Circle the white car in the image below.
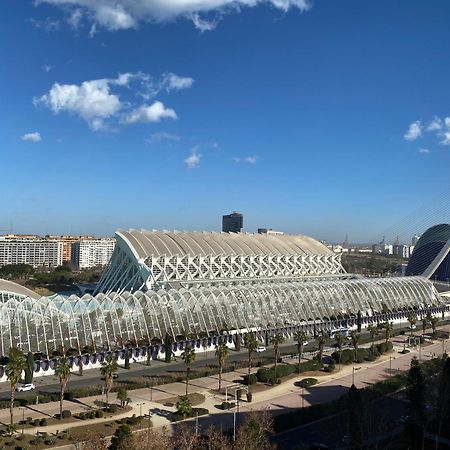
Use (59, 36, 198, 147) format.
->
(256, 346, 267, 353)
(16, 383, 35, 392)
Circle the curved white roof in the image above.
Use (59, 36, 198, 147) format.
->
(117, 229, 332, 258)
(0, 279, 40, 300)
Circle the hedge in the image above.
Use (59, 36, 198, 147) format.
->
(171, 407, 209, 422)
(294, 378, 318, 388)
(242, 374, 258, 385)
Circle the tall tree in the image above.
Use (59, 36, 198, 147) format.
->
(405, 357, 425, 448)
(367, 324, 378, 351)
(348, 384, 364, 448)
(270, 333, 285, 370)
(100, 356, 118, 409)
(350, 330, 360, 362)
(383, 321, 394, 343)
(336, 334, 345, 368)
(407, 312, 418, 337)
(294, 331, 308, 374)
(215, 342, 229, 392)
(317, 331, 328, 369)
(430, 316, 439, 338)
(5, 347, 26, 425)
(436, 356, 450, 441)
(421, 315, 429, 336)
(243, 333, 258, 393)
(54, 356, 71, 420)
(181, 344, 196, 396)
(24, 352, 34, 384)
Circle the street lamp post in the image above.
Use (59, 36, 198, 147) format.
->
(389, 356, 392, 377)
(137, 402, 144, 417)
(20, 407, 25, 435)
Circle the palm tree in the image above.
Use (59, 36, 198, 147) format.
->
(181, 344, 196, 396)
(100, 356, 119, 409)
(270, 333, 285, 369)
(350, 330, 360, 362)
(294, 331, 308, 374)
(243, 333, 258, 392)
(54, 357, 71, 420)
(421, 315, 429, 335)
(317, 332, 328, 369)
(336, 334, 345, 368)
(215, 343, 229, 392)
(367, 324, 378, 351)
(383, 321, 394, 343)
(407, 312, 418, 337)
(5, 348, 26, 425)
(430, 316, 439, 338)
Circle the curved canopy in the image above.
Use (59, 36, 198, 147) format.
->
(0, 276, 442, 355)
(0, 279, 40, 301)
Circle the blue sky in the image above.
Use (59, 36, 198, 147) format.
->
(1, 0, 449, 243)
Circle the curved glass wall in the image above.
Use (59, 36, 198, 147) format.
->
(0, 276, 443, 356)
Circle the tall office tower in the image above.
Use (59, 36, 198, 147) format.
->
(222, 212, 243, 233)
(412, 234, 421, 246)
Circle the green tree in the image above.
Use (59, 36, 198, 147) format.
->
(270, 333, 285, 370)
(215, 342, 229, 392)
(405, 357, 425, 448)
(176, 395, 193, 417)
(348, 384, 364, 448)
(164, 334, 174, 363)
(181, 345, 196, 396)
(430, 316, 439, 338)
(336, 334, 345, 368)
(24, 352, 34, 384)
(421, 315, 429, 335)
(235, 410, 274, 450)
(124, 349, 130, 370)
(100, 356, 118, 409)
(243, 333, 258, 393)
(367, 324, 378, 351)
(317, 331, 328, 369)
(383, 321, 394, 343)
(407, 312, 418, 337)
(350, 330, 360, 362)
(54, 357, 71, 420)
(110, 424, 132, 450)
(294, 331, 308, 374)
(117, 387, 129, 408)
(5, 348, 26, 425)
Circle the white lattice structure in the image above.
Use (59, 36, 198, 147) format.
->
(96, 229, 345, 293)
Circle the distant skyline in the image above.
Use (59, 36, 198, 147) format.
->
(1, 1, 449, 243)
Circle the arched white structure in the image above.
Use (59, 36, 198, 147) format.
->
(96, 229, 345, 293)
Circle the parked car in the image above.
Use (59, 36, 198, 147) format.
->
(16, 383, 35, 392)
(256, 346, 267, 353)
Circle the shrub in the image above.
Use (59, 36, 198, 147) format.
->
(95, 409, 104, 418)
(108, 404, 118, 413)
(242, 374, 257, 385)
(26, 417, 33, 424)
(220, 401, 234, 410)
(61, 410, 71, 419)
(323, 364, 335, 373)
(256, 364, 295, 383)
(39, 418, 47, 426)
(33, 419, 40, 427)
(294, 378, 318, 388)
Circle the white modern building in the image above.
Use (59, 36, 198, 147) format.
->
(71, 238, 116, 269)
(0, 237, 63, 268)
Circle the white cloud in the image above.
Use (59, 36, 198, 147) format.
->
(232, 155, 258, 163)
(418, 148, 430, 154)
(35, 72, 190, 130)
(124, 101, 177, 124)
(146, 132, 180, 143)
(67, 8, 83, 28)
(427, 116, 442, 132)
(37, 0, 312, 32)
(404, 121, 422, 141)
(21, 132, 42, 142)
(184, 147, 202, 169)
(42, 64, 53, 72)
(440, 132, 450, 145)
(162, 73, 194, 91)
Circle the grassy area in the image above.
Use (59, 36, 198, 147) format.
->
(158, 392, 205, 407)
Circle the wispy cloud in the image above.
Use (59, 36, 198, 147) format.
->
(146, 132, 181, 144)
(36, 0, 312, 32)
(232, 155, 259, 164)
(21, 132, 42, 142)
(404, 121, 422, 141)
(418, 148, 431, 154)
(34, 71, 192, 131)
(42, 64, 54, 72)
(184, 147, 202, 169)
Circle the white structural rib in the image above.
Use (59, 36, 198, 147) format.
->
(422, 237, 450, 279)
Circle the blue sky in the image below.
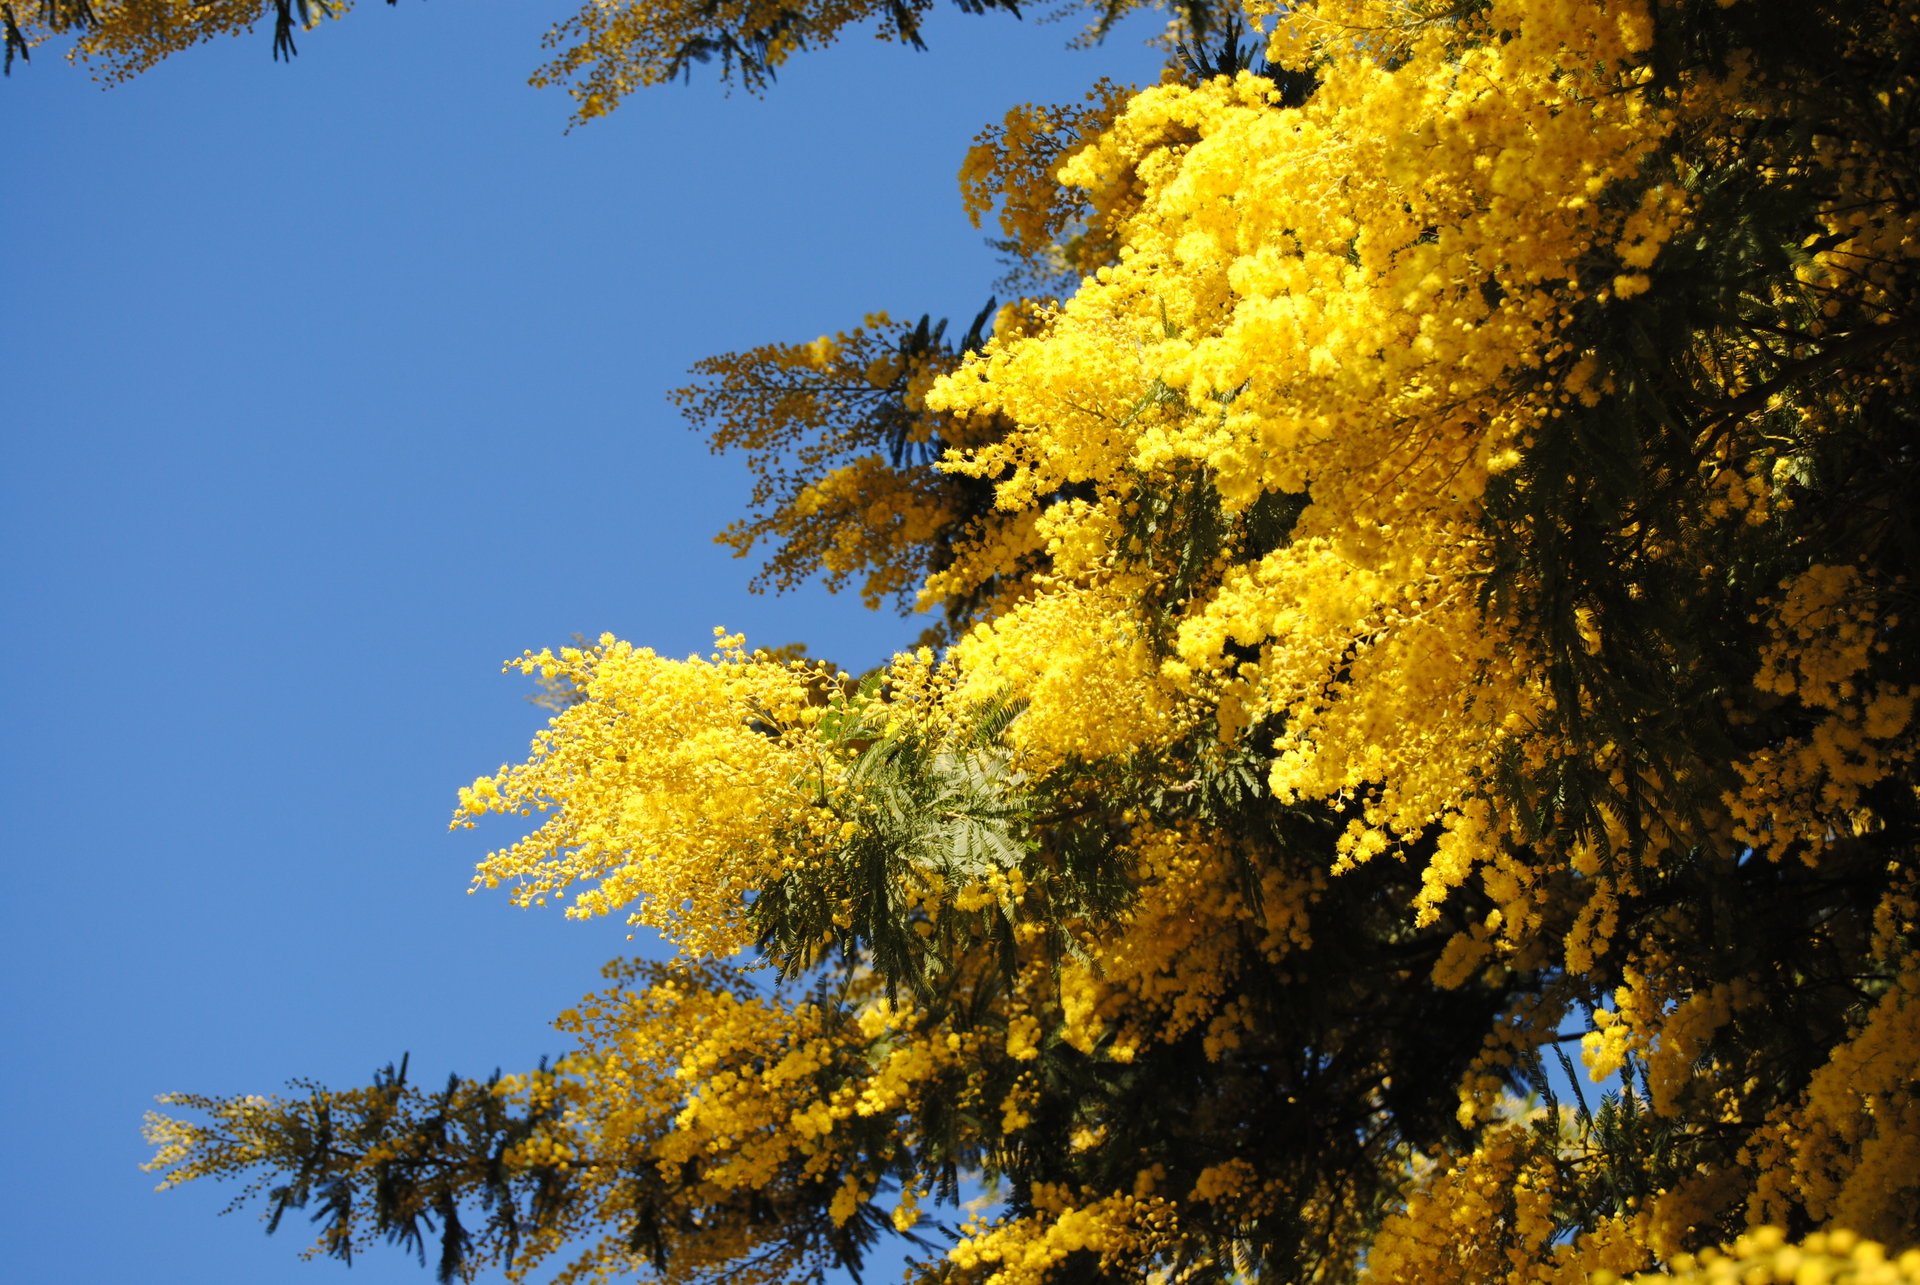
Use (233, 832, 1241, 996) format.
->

————————

What the answer needs is every record above, exactly as written, and no pictures.

Circle the white car in the image below.
Use (59, 36, 198, 147) format.
->
(256, 346, 267, 353)
(16, 383, 35, 392)
Circle the curved white roof in the image above.
Use (59, 36, 198, 147) format.
->
(117, 229, 332, 258)
(0, 279, 40, 300)
Circle the hedge in the image above.
Use (59, 36, 198, 147) format.
->
(171, 407, 209, 422)
(294, 378, 318, 388)
(242, 374, 258, 385)
Circle the tall tree in the image above.
Use (59, 36, 198, 147) format.
->
(405, 357, 425, 448)
(367, 324, 378, 351)
(348, 384, 364, 448)
(270, 333, 285, 370)
(100, 356, 118, 409)
(350, 330, 360, 362)
(383, 321, 394, 343)
(336, 334, 345, 368)
(407, 312, 418, 337)
(294, 331, 308, 374)
(215, 342, 229, 392)
(317, 331, 328, 369)
(430, 316, 439, 338)
(5, 347, 26, 425)
(436, 356, 450, 441)
(421, 315, 429, 336)
(243, 333, 258, 393)
(54, 356, 71, 420)
(181, 344, 196, 396)
(24, 352, 34, 384)
Circle the street lamp post in the image above.
Use (59, 36, 198, 147) format.
->
(389, 356, 392, 377)
(137, 402, 144, 417)
(20, 407, 25, 435)
Circle the palm tree in the image above.
Use (59, 36, 198, 147) format.
->
(181, 344, 196, 396)
(100, 356, 119, 409)
(270, 333, 285, 369)
(350, 330, 360, 362)
(294, 331, 308, 374)
(243, 333, 258, 392)
(54, 357, 71, 420)
(421, 315, 429, 335)
(317, 332, 328, 369)
(336, 334, 345, 368)
(215, 343, 229, 392)
(367, 324, 378, 351)
(383, 321, 394, 343)
(407, 312, 418, 337)
(5, 348, 26, 425)
(430, 316, 439, 338)
Circle the curved canopy in the image above.
Use (59, 36, 198, 147) format.
->
(0, 276, 442, 355)
(0, 279, 40, 301)
Circle the blue sky in the image above.
Use (59, 36, 198, 147) format.
->
(1, 0, 449, 243)
Circle the curved glass wall in the image above.
Use (59, 36, 198, 147) format.
->
(0, 276, 443, 356)
Circle the tall office tower in the image above.
Use (59, 36, 198, 147) format.
->
(222, 212, 243, 233)
(412, 234, 421, 246)
Circle the green tree in the image above.
Use (59, 36, 198, 147) format.
->
(270, 333, 285, 370)
(215, 342, 229, 392)
(405, 357, 425, 448)
(176, 395, 193, 417)
(348, 384, 364, 448)
(164, 334, 174, 363)
(181, 345, 196, 396)
(430, 316, 439, 338)
(336, 334, 345, 368)
(24, 352, 34, 384)
(421, 315, 429, 335)
(235, 410, 274, 450)
(124, 349, 130, 370)
(100, 356, 118, 409)
(243, 333, 258, 393)
(367, 324, 378, 351)
(317, 331, 328, 369)
(383, 321, 394, 343)
(407, 312, 418, 337)
(350, 330, 360, 362)
(54, 357, 71, 420)
(110, 424, 132, 450)
(294, 331, 308, 374)
(117, 387, 129, 408)
(5, 348, 26, 425)
Circle the white lattice structure in the image above.
Use (59, 36, 198, 147) format.
->
(96, 229, 345, 293)
Circle the distant skyline in the image above.
Use (59, 36, 198, 147) format.
->
(1, 1, 449, 243)
Circle the arched white structure in the image above.
Use (59, 36, 198, 147) format.
->
(96, 229, 345, 293)
Circle the parked car in the image above.
Use (59, 36, 198, 147) format.
->
(16, 383, 35, 392)
(256, 346, 267, 353)
Circle the shrub in the image above.
Use (59, 36, 198, 147) format.
->
(95, 409, 104, 418)
(108, 404, 118, 413)
(242, 374, 257, 385)
(26, 417, 33, 424)
(220, 401, 234, 410)
(61, 410, 71, 419)
(323, 364, 335, 373)
(256, 364, 295, 383)
(39, 418, 47, 426)
(33, 419, 40, 427)
(294, 378, 318, 388)
Circle the white modern building in the image above.
Use (59, 36, 198, 147) format.
->
(71, 238, 116, 269)
(0, 237, 63, 268)
Circle the white cloud in the image above.
Use (59, 36, 198, 147) format.
->
(232, 155, 258, 163)
(418, 148, 430, 154)
(35, 72, 190, 130)
(124, 101, 177, 124)
(146, 132, 180, 143)
(67, 8, 83, 28)
(427, 116, 442, 132)
(37, 0, 312, 32)
(404, 121, 422, 141)
(21, 132, 42, 142)
(184, 147, 202, 169)
(42, 64, 53, 72)
(440, 132, 450, 145)
(162, 73, 194, 91)
Circle the grassy area in the image above.
Use (59, 36, 198, 147) format.
->
(158, 392, 205, 407)
Circle the wispy cloud in the image above.
Use (59, 36, 198, 147) format.
->
(146, 132, 181, 144)
(36, 0, 312, 32)
(232, 155, 259, 164)
(21, 132, 42, 142)
(404, 121, 422, 141)
(418, 148, 431, 154)
(34, 71, 192, 131)
(42, 64, 54, 72)
(184, 147, 202, 169)
Circle the white structural rib in the image above.
Use (59, 36, 198, 147) format.
->
(422, 237, 450, 279)
Circle the blue sky in the image below.
Use (233, 832, 1241, 996) format.
->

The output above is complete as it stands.